▸ **Exercise passage**:
========
Encouraged by Nasser's loss of prestige as a result of his military defeat, Jordan's Hussein cracked down hard on Egyptian and Communist agents among his country's half-million refugees and launched a campaign to propagandize the refugees on behalf of the United Nations in general and the U.S. in particular. The main line of exposition: You are obviously better off than before. The Communists want to turn you over to the Russians, and nobody knows how the Russians would be. Let's give the Americans a chance to show what they can do for us.
Fresh Poison. For public notice, other Arab nations still refuse to change their line that the only way to solve the refugee problem is to force Israel to restore their homes. To accuse an Arab ruler of talking peace and compromise with Israel is still read by Arabs as a charge of treason to the refugees, and Nasser has used this charge freely. (Last week, apparently to allay any such suspicion of softness to Israel, Jordan stirred up a fresh series of border incidents backed by a volley of accusations and recriminations.) But recently, Iraq, Saudi Arabia and Lebanon have shown private apprehension that the refugees may be turned against them by the clumsy maneuverings of Nasser and his Syrian pals.
========
▸ **Given information**:

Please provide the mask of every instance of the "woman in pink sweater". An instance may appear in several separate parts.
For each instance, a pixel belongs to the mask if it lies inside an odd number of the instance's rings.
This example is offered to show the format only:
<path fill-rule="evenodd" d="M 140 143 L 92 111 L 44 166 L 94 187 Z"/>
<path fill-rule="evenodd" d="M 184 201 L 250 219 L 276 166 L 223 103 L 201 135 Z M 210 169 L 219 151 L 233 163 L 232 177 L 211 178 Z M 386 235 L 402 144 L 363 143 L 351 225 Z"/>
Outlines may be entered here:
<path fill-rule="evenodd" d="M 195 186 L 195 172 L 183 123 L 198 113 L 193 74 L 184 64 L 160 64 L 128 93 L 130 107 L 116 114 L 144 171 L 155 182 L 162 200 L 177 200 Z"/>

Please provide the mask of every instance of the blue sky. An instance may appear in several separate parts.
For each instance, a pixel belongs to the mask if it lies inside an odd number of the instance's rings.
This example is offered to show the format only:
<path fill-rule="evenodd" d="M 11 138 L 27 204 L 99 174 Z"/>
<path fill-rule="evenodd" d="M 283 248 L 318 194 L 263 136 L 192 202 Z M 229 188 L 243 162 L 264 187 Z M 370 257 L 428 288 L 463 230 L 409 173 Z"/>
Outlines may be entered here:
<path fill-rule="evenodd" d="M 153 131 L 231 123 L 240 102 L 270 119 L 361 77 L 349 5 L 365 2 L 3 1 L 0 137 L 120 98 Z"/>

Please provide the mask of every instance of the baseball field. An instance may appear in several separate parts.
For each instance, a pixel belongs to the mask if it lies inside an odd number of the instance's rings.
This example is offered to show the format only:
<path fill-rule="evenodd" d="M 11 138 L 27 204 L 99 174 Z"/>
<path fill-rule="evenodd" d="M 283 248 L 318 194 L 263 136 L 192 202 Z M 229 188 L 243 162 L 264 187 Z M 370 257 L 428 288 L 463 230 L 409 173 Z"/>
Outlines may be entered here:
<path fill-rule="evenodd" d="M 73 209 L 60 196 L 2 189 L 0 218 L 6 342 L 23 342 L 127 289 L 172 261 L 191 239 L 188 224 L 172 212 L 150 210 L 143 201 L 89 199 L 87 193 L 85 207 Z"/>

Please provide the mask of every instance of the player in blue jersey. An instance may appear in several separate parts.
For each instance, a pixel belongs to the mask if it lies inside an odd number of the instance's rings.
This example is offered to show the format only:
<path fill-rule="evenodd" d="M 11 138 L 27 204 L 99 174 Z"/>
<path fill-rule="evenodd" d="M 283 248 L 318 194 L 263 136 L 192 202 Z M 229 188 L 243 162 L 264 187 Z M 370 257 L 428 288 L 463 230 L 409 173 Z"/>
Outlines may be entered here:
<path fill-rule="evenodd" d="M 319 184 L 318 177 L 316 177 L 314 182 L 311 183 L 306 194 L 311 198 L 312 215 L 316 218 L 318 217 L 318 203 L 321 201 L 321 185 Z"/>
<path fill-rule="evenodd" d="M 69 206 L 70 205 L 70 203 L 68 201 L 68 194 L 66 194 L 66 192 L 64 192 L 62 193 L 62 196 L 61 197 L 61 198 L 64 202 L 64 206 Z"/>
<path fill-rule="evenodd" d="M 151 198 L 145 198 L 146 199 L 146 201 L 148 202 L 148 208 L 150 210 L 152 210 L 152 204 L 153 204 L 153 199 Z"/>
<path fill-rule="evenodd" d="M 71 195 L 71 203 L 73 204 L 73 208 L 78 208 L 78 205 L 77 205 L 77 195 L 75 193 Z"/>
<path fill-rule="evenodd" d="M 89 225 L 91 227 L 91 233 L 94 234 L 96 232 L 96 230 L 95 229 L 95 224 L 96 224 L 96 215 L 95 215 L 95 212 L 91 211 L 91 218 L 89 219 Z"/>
========
▸ **Explore the material**:
**a.** In the passage on Arab refugees, begin at "Fresh Poison. For" and stop after "his Syrian pals.". Rewrite that stretch, changing "border incidents" to "frontier clashes".
**b.** Using the passage on Arab refugees, answer:
(i) About how many refugees does the passage say were in Jordan?
(ii) Whose agents did Hussein crack down on?
(iii) Which three nations have shown private apprehension about the refugees?

▸ **Your responses**:
**a.**
Fresh Poison. For public notice, other Arab nations still refuse to change their line that the only way to solve the refugee problem is to force Israel to restore their homes. To accuse an Arab ruler of talking peace and compromise with Israel is still read by Arabs as a charge of treason to the refugees, and Nasser has used this charge freely. (Last week, apparently to allay any such suspicion of softness to Israel, Jordan stirred up a fresh series of frontier clashes backed by a volley of accusations and recriminations.) But recently, Iraq, Saudi Arabia and Lebanon have shown private apprehension that the refugees may be turned against them by the clumsy maneuverings of Nasser and his Syrian pals.

**b.**
(i) Half a million.
(ii) Egyptian and Communist agents.
(iii) Iraq, Saudi Arabia and Lebanon.